REQUIRED TASK — Return every line below that contains the string "segment". Case counts.

DATA RECORDS —
-- -- --

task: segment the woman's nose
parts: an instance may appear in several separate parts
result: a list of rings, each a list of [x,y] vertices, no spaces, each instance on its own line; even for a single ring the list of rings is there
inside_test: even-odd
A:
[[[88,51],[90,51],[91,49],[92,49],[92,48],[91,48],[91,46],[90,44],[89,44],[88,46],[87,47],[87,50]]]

-- -- --

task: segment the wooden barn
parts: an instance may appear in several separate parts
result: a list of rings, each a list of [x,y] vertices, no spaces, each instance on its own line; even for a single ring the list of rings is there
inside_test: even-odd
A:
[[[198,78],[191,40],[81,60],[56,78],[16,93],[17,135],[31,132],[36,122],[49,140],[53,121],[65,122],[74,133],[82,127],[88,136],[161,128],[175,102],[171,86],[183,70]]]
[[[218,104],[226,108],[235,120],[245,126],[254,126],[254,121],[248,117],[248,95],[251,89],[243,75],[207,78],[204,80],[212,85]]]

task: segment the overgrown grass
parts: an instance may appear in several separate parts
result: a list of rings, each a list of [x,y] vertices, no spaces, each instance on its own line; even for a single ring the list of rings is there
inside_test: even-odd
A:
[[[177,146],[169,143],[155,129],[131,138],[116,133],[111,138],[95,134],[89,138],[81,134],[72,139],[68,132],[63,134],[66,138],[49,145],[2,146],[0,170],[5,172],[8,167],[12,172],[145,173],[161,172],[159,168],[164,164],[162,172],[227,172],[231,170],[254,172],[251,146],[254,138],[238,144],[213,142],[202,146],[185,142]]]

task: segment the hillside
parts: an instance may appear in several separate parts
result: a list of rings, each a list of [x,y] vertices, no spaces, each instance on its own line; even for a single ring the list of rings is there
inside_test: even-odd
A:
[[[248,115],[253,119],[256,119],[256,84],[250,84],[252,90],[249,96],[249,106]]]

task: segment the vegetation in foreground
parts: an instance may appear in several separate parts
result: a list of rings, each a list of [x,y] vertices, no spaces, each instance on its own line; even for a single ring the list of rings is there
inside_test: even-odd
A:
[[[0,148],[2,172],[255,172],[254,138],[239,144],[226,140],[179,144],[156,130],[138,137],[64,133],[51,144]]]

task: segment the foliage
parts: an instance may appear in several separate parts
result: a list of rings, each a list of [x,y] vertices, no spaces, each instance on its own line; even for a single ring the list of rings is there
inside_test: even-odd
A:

-- -- --

RESULT —
task: segment the woman's nose
task: segment the wooden barn
task: segment the overgrown grass
task: segment the hillside
task: segment the vegetation in foreground
task: segment the foliage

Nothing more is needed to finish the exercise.